▸ **EXCERPTED TEXT**

'''

There are really five separate “stories” here, (to humor the periodicals motif), four intertextual quests that end in disappointment, and are useful to track simultaneously: Bloom’s labor to get an ad published, O’Molloy’s attempts to get a loan, Lenehan’s efforts to tell a simple riddle, the Jews’ journey towards the promised land in Exodus, and the Irish dream of “home rule.” Bloom’s efforts are overwhelmed again and again by the deafening roar of the Dublin newspaper office, his appeals ignored and dismissed in favor of rhetoric and idle story-telling. The office is paralyzing—its atmosphere creates a setting where ambition falls flat, goals are left unrealized, and individual pursuits end in frustration. The episode extends beyond the plight of the individual, and, like the Odysseus episode, inflates its scale to discuss the frustrated quest of the communal ship, and a people’s inability to rediscover its homeland and national identity. The most profound sense of futility and disappointment surrounds the dream of Irish nationalism. The journey towards “home rule,” for the Irish (like Odysseus), seems a distant shore.
Bloom’s personal struggle to get his ad published parallels the Homeric storyline of escalating optimism that ends in sudden, frustrated disappointment. At first, the possibility of Bloom getting his Keyes advertisement published seems dim. After struggling to talk over the noise of the office in describing the ad for the foreman, Bloom thinks, “Hell of a racket they make. He doesn’t hear it” (7.128). It appears at first that the environment itself is hostile to Bloom’s goal, that the very rhetoric of journalism that is supposed to educate, illuminate, and connect people is severing his line of communication with the foreman. Like the stormy squalls faced by Odysseus, the rhetoric and chatter of the office threaten Bloom’s quest. Hope appears when the editor Crawford, like Odysseus’s wind-god, cuts through the din and responds favorably to Bloom’s ad. Bloom had first been silenced by the blustery chatter of the office, but now that the editor – and controlling guardian of such forces – has offered his approval and assistance, Bloom’s goal approaches ever nearer.
Aeolus, however, refuses Odysseus the second time the Greek warrior asks his help, and when Bloom returns to Crawford with Keye’s proposal, Crawford abruptly retorts, “Will you tell [Keyes] he can kiss my arse?” (7.981). Crawford immediately follows this devastating dismissal by finally refusing Jack O’Molloy’s repeated requests for a loan. As the editor or wind-guardian, Crawford is a being with the supreme power to inspire hope but moments later unleash frustrated disappointment upon the lesser mortals.

'''

▸ **TASK INSTRUCTIONS**
**A.** In the passage on Bloom and the newspaper office, who refuses Jack O'Molloy's repeated requests for a loan?
**B.** List the five separate "stories" that the passage on Bloom and the newspaper office says are useful to track simultaneously.
**C.** Reproduce word for word the part of the passage on Bloom and the newspaper office between "Aeolus, however, refuses" and "the lesser mortals.", inclusive.

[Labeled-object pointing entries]

'''

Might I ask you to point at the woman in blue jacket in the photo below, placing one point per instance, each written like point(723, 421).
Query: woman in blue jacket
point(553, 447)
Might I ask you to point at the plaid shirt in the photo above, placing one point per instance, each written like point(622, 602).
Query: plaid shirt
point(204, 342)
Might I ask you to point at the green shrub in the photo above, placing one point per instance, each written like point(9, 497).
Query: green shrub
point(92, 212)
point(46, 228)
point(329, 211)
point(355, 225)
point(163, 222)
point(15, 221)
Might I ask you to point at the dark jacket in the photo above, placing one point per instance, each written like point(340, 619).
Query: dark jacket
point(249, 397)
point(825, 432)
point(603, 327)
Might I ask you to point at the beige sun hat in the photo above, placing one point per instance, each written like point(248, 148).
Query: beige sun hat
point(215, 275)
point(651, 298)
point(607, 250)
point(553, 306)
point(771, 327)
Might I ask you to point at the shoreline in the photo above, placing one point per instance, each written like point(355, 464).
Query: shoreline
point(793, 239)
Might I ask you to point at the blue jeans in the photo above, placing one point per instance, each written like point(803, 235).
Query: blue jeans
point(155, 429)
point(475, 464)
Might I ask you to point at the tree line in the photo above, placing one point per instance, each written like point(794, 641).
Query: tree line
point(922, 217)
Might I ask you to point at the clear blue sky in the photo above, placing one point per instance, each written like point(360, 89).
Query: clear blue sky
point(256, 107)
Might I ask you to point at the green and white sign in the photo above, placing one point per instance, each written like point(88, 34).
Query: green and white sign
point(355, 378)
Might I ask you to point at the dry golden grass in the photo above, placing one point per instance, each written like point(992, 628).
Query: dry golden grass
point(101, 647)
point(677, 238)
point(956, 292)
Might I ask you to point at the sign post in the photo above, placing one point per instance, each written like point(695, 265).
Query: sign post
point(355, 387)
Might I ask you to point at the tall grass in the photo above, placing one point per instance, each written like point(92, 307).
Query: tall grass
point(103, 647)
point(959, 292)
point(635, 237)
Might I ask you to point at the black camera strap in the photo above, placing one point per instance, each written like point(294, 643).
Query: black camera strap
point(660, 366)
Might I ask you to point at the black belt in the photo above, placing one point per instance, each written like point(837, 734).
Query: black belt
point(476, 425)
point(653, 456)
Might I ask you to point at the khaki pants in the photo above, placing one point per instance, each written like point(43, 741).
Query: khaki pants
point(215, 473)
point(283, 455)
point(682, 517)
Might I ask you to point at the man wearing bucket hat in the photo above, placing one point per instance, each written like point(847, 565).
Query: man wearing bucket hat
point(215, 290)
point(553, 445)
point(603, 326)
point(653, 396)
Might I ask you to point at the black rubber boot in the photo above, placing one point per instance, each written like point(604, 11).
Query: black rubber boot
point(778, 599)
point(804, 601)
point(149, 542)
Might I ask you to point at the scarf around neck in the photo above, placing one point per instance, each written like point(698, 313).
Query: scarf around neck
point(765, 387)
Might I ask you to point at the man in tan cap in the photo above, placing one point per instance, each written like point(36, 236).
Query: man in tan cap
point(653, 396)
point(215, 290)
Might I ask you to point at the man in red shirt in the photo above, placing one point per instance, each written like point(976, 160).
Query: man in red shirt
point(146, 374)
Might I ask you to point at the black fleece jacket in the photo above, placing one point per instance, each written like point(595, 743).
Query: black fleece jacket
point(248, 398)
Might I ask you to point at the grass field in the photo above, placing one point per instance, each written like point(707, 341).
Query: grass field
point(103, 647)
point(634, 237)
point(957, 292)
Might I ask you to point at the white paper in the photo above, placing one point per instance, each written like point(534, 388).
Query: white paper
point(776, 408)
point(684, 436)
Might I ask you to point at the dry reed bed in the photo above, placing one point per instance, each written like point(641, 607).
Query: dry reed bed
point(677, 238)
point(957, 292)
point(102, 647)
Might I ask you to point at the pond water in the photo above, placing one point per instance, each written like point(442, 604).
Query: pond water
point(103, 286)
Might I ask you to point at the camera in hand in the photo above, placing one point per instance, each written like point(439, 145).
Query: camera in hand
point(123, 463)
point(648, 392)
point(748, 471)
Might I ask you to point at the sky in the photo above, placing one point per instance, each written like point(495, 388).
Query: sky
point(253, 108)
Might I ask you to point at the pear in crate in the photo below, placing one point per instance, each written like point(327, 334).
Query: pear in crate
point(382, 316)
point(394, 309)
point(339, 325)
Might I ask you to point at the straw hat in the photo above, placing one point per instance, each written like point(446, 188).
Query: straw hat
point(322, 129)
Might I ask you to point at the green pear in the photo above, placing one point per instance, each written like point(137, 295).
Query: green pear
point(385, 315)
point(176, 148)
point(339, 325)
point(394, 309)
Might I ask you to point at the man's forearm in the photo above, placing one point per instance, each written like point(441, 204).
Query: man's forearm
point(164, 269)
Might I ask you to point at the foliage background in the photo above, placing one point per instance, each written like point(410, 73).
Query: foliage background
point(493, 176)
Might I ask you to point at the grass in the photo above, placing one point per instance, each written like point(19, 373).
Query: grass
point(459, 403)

'''

▸ **PER-TASK ANSWERS**
**A.** Crawford, the editor, refuses O'Molloy's requests for a loan.

**B.**
- Bloom's labor to get an ad published
- O'Molloy's attempts to get a loan
- Lenehan's efforts to tell a simple riddle
- the Jews' journey towards the promised land in Exodus
- the Irish dream of "home rule"

**C.**
Aeolus, however, refuses Odysseus the second time the Greek warrior asks his help, and when Bloom returns to Crawford with Keye’s proposal, Crawford abruptly retorts, “Will you tell [Keyes] he can kiss my arse?” (7.981). Crawford immediately follows this devastating dismissal by finally refusing Jack O’Molloy’s repeated requests for a loan. As the editor or wind-guardian, Crawford is a being with the supreme power to inspire hope but moments later unleash frustrated disappointment upon the lesser mortals.